Go over the listing below line by line, and return each one holding the string "forewing".
######
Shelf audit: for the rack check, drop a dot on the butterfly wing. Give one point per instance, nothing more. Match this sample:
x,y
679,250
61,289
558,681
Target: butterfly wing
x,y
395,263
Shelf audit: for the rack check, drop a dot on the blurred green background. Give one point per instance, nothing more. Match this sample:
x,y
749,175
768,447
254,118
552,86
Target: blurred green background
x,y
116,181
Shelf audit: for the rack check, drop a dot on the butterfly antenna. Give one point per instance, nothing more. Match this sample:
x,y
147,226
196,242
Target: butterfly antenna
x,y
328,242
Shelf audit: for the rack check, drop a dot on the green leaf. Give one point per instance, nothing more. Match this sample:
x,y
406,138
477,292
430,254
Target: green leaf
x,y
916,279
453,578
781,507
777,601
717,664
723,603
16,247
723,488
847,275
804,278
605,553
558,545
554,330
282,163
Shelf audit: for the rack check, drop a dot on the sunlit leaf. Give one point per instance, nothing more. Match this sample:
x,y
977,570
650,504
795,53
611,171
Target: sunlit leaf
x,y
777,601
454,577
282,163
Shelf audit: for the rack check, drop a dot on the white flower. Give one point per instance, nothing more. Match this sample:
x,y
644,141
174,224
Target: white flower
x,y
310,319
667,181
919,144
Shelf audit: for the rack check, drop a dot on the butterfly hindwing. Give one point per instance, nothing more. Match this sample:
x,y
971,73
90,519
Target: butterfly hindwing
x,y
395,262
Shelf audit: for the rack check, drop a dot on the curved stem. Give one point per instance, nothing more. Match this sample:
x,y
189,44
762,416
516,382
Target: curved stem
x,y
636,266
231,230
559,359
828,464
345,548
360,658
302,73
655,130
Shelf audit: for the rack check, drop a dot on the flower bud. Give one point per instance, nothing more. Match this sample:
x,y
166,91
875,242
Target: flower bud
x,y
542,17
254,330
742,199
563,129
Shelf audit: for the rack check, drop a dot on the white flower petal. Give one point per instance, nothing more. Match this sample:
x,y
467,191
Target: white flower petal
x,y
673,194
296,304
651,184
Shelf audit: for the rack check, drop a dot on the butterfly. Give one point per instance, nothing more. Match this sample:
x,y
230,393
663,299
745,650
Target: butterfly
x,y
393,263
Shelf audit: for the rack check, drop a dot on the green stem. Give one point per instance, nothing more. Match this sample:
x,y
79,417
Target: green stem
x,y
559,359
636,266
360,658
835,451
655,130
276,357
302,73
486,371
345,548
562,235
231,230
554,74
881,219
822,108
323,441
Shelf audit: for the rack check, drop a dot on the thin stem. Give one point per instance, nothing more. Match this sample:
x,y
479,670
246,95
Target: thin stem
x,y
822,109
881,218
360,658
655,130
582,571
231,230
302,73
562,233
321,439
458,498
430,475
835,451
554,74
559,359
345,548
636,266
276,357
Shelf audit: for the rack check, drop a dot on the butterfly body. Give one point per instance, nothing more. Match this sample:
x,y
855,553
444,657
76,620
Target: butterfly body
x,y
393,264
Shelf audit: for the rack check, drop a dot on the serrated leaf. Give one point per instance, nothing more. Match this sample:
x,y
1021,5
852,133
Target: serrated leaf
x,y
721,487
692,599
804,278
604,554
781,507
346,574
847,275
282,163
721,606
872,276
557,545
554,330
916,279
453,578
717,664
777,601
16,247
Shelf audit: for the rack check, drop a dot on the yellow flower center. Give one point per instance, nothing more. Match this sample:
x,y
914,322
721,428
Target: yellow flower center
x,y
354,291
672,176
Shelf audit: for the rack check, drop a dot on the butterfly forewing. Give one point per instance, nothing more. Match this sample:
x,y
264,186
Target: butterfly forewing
######
### RESULT
Shelf audit: for the rack check, drop a dot on the butterfly forewing. Give one point per instance, nothing more. Match this sample:
Target: butterfly forewing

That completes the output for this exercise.